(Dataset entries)

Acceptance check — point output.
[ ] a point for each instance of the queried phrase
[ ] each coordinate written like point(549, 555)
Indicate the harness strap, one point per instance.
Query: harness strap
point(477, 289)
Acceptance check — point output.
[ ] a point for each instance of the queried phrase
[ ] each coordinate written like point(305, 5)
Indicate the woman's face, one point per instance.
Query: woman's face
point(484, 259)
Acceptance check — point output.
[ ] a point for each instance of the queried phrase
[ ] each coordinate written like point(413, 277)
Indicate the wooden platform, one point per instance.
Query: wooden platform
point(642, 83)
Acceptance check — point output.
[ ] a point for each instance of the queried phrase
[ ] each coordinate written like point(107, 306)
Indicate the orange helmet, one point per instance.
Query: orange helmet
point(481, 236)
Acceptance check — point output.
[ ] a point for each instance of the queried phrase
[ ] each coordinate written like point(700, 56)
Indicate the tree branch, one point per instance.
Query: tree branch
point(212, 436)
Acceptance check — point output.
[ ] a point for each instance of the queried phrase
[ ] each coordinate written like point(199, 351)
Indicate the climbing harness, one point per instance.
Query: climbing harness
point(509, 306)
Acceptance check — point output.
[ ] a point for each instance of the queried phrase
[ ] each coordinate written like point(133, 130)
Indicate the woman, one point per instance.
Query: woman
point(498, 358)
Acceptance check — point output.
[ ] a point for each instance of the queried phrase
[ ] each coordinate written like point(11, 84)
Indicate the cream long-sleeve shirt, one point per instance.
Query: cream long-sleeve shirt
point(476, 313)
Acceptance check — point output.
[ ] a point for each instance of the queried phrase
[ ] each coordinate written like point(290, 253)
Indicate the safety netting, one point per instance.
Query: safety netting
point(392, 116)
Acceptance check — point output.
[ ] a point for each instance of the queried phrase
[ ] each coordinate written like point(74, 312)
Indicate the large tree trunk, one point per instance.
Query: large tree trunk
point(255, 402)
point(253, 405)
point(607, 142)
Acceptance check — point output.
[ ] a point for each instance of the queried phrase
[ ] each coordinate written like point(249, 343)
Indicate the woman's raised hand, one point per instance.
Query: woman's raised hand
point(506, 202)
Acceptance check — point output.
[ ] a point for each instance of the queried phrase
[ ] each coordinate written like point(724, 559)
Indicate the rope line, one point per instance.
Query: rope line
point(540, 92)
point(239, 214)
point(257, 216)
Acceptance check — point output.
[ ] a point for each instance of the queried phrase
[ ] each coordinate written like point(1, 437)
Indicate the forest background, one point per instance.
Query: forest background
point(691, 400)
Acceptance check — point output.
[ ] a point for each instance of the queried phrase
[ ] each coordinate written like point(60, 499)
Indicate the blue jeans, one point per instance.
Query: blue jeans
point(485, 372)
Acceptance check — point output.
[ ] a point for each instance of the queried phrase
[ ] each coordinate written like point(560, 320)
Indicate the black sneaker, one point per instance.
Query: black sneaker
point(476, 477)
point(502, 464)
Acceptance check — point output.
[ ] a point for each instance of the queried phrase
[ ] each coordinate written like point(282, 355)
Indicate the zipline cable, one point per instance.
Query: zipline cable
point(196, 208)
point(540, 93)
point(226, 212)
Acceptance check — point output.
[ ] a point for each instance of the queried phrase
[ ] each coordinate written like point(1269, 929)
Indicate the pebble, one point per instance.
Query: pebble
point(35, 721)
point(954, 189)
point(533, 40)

* What you will do
Your answer must be the records themselves, output again exactly.

* Response to this task
Acceptance check — point output.
[ ] a point for each instance of the queried phrase
[ ] each coordinate written like point(549, 555)
Indicate the harness strap, one point per instance.
Query: harness strap
point(477, 289)
Acceptance check — point output.
[ ] a point for each instance of the queried phrase
[ ] each coordinate written like point(305, 5)
Indicate the woman's face, one point per instance.
Query: woman's face
point(484, 259)
Acceptance check — point output.
[ ] a point for each instance of the queried phrase
[ ] each coordinate written like point(413, 277)
Indicate the wooden platform, one point per instance.
Query: wooden platform
point(642, 83)
Acceptance check — point output.
[ ] a point for each instance of the queried phrase
[ ] each coordinate written like point(107, 306)
Indicate the orange helmet, one point per instance.
Query: orange helmet
point(481, 236)
Acceptance check — point output.
[ ] a point for each instance of the queried phrase
[ ] each coordinate written like point(700, 56)
Indicate the tree branch, one point per instance.
Query: tree branch
point(212, 436)
Acceptance check — point output.
[ ] a point for each instance of the queried phrase
[ ] each coordinate written like point(199, 351)
Indicate the climbing harness, one point per instance.
Query: climbing harness
point(509, 306)
Acceptance check — point output.
[ ] a point for each instance of the queried phrase
[ ] each coordinate written like point(133, 130)
Indicate the woman, one point per instance.
Query: woman
point(498, 358)
Acceptance check — point output.
[ ] a point for each instance of the queried phrase
[ ] each coordinate written like point(11, 84)
Indicate the cream long-sleeve shirt, one point per instance.
Query: cream long-sleeve shirt
point(476, 313)
Acceptance check — point output.
[ ] a point for each instance of the queried phrase
[ ] each coordinate written like point(290, 253)
Indicate the safety netting, one point per instance.
Query: safety netting
point(392, 116)
Acceptance check — point output.
[ ] a point for each instance of the queried phrase
[ ] each coordinate written like point(74, 312)
Indicate the large tree trunk, one point per instance.
Query: large tree trunk
point(255, 402)
point(253, 405)
point(607, 142)
Acceptance check — point output.
[ ] a point for each instance of the queried phrase
[ ] each coordinate written like point(249, 343)
Indicate the woman's raised hand, one point per instance.
Query: woman's raised hand
point(506, 202)
Acceptance check — point output.
[ ] a point for each instance of the queried phrase
[ ] each coordinate written like point(724, 559)
Indicate the rope line, one point per instance.
Query: rope line
point(540, 92)
point(239, 214)
point(257, 216)
Acceptance check — point output.
[ ] a point for each instance of the queried phrase
[ ] each coordinate written like point(1, 437)
Indicate the forest background, one point per instance.
Query: forest background
point(691, 400)
Acceptance check — point output.
[ ] a point for each instance of the queried phrase
[ ] each coordinate written like point(60, 499)
Indicate the blue jeans, one point per instance.
Query: blue jeans
point(485, 372)
Acceptance check — point output.
[ ] a point for each instance of the queried phrase
[ ] each coordinate written like point(560, 320)
Indicate the black sneaker, one point per instance.
Query: black sneaker
point(476, 477)
point(502, 464)
Acceptance check — point output.
[ ] a point for each instance of the queried phrase
[ ] each coordinate written like point(282, 355)
Indicate the zipline cable, one point per instance.
Query: zipline cable
point(196, 208)
point(540, 93)
point(226, 212)
Acceptance check — point output.
[ ] a point for each instance of the queried phrase
[ ] each coordinate written like point(1269, 929)
Indicate the pebble, one point per instance.
Query: pebble
point(35, 721)
point(954, 189)
point(533, 40)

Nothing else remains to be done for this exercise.